> [Information given]
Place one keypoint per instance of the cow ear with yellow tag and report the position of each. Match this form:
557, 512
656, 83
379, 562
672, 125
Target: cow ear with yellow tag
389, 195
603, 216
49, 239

> [Request] Can you repeat all of the records above, unchanged and line for line?

> [Final result]
Place one keypoint per instance of the cow ear with yellow tag and report the position of each. Match this form:
557, 512
656, 83
379, 562
672, 125
Target: cow ear with yellow tag
389, 195
603, 216
49, 239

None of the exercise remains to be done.